▶ _TEXT TO READ_
###

Yet, it was not until my own father’s death ten years ago that my longing for such community became so urgent. I had once asked him whether he would wish to be buried in the same cemetery as his parents and extended family in Toronto, Canada. “We should be buried within the community where we live,” was my father’s reply. By that time, he had been residing in Melbourne, Australia, for more than 30 years.
He was espousing the teachings of both Rabbis Hillel and Tzaddok, who urged us not to separate ourselves from the community (Ethics of the Fathers 2:5, 4:7). Indeed, Judaism teaches that those who are not prepared to feel their community’s pain and help out when the going gets tough, will not enjoy comfort in the good times either. As the Talmud warns, “The man who secludes himself from the community, which is in distress, shall not see the prosperity of the community” (Ta’anit, chapter 1).
midrash goes even further, maintaining that removing yourself from the community is like overthrowing the world. It tells the story of the dying Rabbi Assi, who was depressed because although he had been a great scholar and kind and generous man, he had not been involved in communal matters or disputes. As he told his nephew, “I might perhaps have been able to render some service, had I not kept to myself but taken upon me the burden of communal affairs” (Midrash Tanhuma, Mishpatim 2).
When my father died, I did not know where to turn. Although we had belonged to various Orthodox synagogues in the past, my husband and I had not been able to find a spiritual home since moving to a new city some years earlier. As a result, we had flitted from one synagogue to the next, sampling a different one on each Jewish holiday but not feeling “at home” in any of them.
Nevertheless, I was touched when one of the rabbis, whom I had met in the course of my search, rang several times to see how I was faring. When upon my father’s first yahrzeit (anniversary after death), the same rabbi offered me his synagogue for a memorial service, we finally made up our minds to join his congregation – after such generosity on his part, we believed it was the least we could do.
That sense of welcome, warmth and support through both tough and good times remain major factors in why we renew our membership each year. Judaism ensures that mourners do not grieve alone, stipulating that Kaddish, the prayer for the dead in which God’s name is sanctified, only be recited publicly in the presence of a minyan (ten Jewish adults – the minimum number required for community). Celebrations also become more meaningful when enjoyed together in community.
As our sons have grown older and undertaken preparation for their Bar Mitzvah, our family has come to attend synagogue every Shabbat. Our shule of choice is Conservative (Masorti): Integrating tradition with modernity, it allows us to sit together as a family instead of banishing me behind a mechitza (partition to separate men and women).

###

Data on object locations
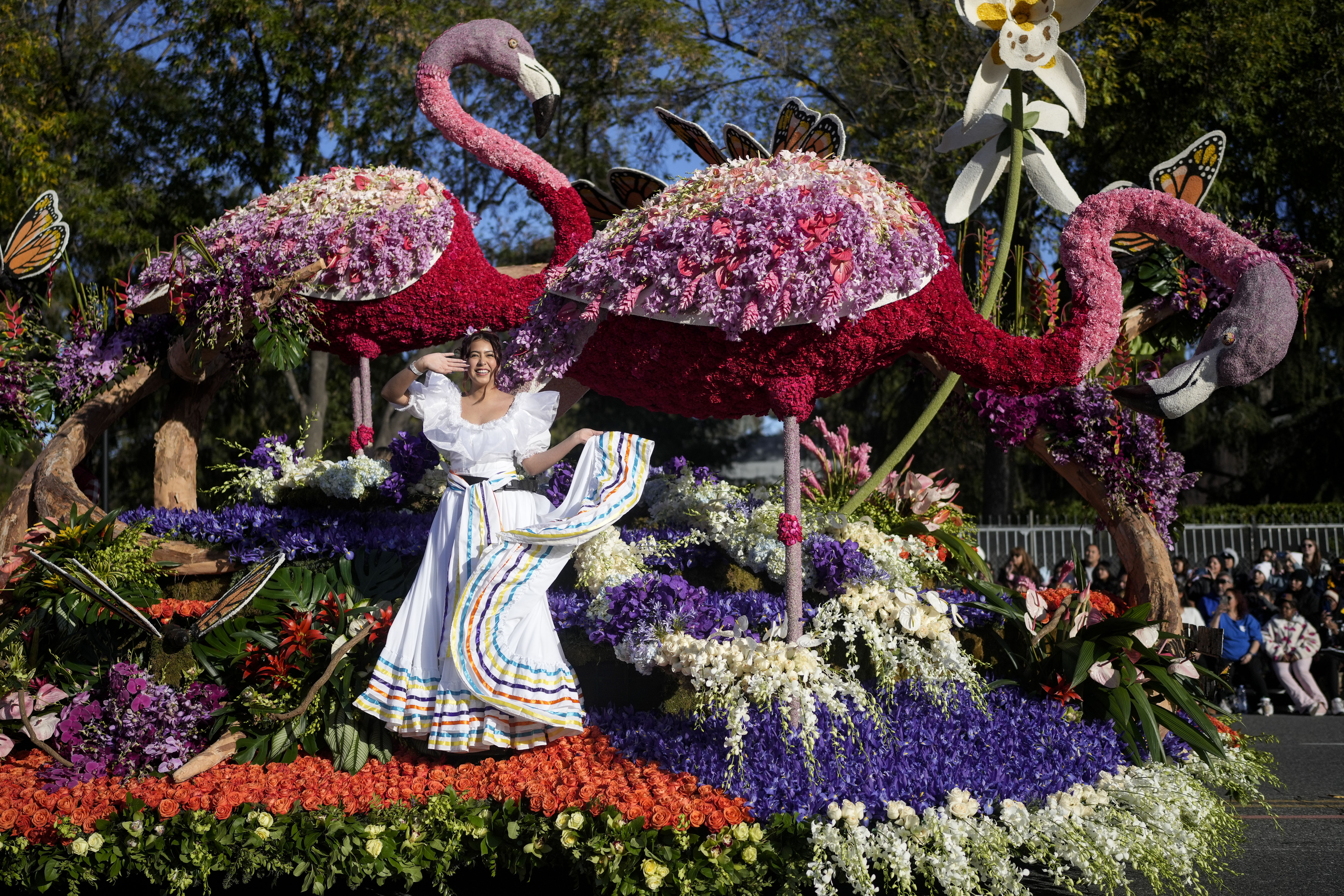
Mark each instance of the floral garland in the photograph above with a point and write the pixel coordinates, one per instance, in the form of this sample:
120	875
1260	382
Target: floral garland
1128	452
748	245
377	229
275	468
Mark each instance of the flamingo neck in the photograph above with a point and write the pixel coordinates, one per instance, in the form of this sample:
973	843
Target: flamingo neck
499	151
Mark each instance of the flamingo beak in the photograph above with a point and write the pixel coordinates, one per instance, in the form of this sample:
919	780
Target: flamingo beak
542	90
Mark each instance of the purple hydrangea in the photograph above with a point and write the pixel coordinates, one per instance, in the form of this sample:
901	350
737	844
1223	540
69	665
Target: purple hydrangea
131	725
1128	452
562	475
1017	747
412	457
839	562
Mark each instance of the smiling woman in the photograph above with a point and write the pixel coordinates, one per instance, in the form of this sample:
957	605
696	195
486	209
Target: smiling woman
472	660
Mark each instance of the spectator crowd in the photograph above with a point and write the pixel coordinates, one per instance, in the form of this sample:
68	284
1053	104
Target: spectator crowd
1279	614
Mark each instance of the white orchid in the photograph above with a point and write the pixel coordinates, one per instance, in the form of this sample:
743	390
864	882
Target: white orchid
1029	41
980	175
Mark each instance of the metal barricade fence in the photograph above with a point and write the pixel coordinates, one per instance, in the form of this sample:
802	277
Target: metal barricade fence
1050	543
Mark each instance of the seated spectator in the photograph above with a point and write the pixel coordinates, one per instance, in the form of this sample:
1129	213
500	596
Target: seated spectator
1230	562
1062	578
1181	571
1241	649
1326	667
1263	605
1210	604
1019	566
1314	563
1291	643
1190	614
1103	578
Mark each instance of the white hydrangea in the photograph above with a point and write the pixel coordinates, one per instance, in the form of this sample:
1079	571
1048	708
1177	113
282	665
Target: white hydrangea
1159	820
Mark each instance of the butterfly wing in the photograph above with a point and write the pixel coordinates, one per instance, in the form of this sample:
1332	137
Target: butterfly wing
239	596
38	240
103	594
826	139
601	207
1191	172
796	120
632	187
693	136
743	146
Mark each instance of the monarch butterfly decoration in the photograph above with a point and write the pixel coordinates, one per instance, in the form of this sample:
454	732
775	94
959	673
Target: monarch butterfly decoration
798	129
175	639
1189	177
38	241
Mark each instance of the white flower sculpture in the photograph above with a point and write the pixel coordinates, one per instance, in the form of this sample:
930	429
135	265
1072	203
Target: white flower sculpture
1029	39
980	175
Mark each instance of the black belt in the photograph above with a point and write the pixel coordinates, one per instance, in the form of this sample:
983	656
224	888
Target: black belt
514	485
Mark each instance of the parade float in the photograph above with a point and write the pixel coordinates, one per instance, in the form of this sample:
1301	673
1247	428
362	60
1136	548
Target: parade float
802	687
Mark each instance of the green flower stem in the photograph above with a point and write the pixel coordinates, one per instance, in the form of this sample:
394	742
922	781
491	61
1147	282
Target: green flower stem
987	306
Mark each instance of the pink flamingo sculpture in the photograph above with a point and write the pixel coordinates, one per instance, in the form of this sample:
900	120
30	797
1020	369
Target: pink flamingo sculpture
404	268
779	343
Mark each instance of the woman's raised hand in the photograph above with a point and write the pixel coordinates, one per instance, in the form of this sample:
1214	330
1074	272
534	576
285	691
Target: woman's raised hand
442	363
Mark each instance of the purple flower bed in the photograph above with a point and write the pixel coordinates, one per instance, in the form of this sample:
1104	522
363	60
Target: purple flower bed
252	531
1022	750
412	457
839	562
654	598
1143	471
974	617
132	725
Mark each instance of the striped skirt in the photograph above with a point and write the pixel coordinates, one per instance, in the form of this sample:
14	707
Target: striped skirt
472	659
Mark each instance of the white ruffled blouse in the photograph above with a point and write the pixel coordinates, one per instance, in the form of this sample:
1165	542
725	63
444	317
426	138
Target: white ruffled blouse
482	449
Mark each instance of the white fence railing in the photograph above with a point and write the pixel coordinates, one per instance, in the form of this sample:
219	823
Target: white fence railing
1053	542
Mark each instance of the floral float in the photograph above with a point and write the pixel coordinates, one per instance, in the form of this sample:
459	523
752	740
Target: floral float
929	777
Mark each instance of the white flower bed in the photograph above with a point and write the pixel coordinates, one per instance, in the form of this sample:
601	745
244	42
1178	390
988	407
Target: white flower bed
1159	820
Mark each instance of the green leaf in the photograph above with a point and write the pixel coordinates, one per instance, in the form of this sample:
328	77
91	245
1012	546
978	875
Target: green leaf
1084	663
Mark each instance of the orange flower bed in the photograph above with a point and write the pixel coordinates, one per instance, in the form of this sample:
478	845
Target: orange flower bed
572	773
167	608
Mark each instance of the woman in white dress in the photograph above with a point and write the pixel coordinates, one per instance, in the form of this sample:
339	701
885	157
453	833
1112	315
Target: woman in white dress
472	660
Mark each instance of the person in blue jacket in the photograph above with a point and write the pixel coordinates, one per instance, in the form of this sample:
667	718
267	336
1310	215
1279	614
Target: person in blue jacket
1243	643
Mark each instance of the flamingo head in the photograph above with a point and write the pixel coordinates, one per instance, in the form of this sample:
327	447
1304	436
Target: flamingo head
502	50
1243	343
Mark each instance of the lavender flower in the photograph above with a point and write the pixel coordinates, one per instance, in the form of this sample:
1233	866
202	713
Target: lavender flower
1139	469
839	562
130	725
562	476
412	457
251	531
1018	749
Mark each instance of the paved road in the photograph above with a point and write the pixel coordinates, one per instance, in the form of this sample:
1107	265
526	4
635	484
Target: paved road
1302	854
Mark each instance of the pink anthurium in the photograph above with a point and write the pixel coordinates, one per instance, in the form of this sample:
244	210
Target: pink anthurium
1147	637
1104	674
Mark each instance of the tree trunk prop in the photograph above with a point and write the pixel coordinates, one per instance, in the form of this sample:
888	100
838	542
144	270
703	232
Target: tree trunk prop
177	440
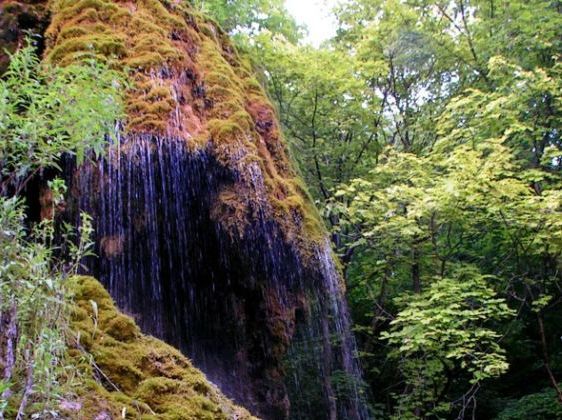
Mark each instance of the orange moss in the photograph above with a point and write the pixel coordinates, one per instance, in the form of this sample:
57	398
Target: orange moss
189	82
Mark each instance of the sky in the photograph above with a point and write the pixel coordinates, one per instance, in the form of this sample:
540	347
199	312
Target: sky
315	14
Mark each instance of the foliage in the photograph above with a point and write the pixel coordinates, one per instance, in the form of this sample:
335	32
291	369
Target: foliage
541	405
459	103
251	17
441	331
44	113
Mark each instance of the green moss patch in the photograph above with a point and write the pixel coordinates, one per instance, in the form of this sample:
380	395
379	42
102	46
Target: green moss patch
122	372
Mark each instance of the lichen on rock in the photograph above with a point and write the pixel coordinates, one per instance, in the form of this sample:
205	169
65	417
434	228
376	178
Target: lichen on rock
188	82
123	372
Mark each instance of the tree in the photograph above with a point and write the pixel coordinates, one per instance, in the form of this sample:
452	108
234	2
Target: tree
44	113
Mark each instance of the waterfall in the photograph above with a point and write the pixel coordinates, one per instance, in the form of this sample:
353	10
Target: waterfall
270	328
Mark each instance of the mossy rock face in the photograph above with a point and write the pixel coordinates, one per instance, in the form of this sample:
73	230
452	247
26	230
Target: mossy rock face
188	82
122	371
16	17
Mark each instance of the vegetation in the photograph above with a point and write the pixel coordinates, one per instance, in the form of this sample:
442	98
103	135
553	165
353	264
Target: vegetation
65	350
429	133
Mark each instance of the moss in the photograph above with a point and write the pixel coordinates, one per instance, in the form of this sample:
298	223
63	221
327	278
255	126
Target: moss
161	41
125	371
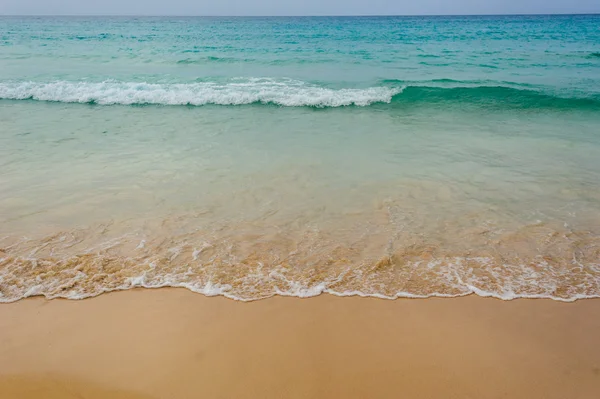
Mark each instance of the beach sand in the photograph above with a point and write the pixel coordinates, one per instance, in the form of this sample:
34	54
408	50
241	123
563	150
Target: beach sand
172	343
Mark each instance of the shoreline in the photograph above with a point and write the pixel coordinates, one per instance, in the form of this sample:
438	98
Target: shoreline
173	343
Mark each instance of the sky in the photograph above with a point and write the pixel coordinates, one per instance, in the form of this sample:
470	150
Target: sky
295	7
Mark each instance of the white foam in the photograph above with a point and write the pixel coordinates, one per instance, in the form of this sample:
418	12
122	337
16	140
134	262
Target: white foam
289	93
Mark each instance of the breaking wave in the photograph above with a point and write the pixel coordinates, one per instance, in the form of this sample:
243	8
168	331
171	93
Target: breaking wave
293	93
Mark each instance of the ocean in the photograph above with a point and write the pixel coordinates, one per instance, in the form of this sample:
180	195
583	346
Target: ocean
250	157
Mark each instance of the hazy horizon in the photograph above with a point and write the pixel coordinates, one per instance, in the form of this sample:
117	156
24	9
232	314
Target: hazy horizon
264	8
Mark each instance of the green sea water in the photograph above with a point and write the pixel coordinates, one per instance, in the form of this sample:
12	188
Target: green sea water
249	157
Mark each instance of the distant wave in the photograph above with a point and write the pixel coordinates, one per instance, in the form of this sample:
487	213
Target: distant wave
288	93
293	93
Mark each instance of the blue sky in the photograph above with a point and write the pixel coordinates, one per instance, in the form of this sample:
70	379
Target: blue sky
296	7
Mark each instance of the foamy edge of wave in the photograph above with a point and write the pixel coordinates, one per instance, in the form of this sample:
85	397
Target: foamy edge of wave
212	290
295	289
289	93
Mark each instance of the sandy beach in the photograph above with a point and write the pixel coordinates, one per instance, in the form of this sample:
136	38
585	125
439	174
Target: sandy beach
171	343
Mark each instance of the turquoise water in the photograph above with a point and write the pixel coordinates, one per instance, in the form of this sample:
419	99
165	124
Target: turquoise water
248	157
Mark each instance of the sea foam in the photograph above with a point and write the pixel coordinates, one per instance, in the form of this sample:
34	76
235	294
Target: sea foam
289	93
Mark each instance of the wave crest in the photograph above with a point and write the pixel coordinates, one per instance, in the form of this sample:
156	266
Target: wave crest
287	93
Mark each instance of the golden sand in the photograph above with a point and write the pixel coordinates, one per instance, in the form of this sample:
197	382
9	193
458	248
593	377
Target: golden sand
171	343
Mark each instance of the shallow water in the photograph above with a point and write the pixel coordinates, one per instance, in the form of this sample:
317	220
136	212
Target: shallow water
294	156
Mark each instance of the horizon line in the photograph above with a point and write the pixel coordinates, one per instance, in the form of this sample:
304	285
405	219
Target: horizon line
302	16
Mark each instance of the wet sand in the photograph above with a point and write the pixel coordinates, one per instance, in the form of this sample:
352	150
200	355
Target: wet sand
171	343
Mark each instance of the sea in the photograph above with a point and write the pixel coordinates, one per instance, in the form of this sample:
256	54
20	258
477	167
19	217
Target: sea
383	157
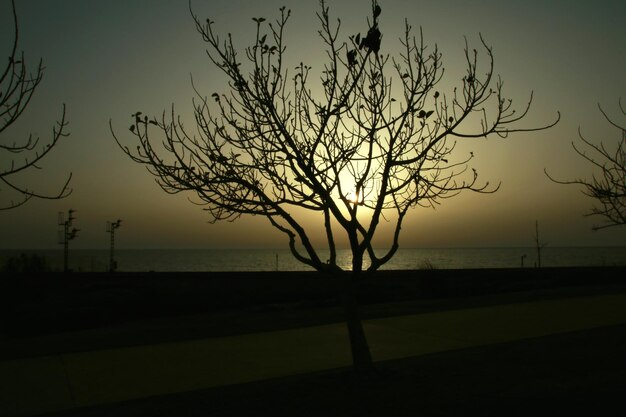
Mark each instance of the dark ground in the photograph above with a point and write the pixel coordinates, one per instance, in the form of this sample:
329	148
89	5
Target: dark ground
581	373
573	374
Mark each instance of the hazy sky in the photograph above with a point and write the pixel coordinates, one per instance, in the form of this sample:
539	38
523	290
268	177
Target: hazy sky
108	59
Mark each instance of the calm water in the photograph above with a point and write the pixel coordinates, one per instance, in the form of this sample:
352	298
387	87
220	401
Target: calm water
278	259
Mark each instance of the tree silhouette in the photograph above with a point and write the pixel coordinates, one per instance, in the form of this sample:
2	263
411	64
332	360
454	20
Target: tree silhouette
374	140
609	187
17	86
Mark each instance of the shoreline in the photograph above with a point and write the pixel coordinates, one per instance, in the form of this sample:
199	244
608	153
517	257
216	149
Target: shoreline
55	303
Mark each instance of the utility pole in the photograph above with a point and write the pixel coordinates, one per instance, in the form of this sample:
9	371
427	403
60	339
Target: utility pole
65	235
111	226
538	244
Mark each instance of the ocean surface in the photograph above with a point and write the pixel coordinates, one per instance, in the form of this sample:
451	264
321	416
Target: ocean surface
198	260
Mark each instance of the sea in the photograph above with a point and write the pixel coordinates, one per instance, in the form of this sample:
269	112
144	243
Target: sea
207	260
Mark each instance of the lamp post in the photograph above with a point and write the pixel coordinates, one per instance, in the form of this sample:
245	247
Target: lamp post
111	226
66	234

###

▶ _EXERCISE REQUIREMENTS_
- A) Translate into Spanish this sentence from the passage on Jewish community: "Celebrations also become more meaningful when enjoyed together in community."
- B) Reproduce word for word the stretch of the passage on Jewish community from "When my father" through "we could do.".
- C) According to the passage on Jewish community, why did the writer and her husband finally decide to join the congregation of the rabbi who had called her? Answer in one to three sentences.

▶ _ANSWERS FOR THE EXERCISE_
- A) Las celebraciones también se vuelven más significativas cuando se disfrutan juntos en comunidad.

- B)
When my father died, I did not know where to turn. Although we had belonged to various Orthodox synagogues in the past, my husband and I had not been able to find a spiritual home since moving to a new city some years earlier. As a result, we had flitted from one synagogue to the next, sampling a different one on each Jewish holiday but not feeling “at home” in any of them.
Nevertheless, I was touched when one of the rabbis, whom I had met in the course of my search, rang several times to see how I was faring. When upon my father’s first yahrzeit (anniversary after death), the same rabbi offered me his synagogue for a memorial service, we finally made up our minds to join his congregation – after such generosity on his part, we believed it was the least we could do.

- C) The rabbi had phoned several times to see how she was faring and then offered his synagogue for a memorial service on her father's first yahrzeit. After such generosity on his part, they believed joining his congregation was the least they could do.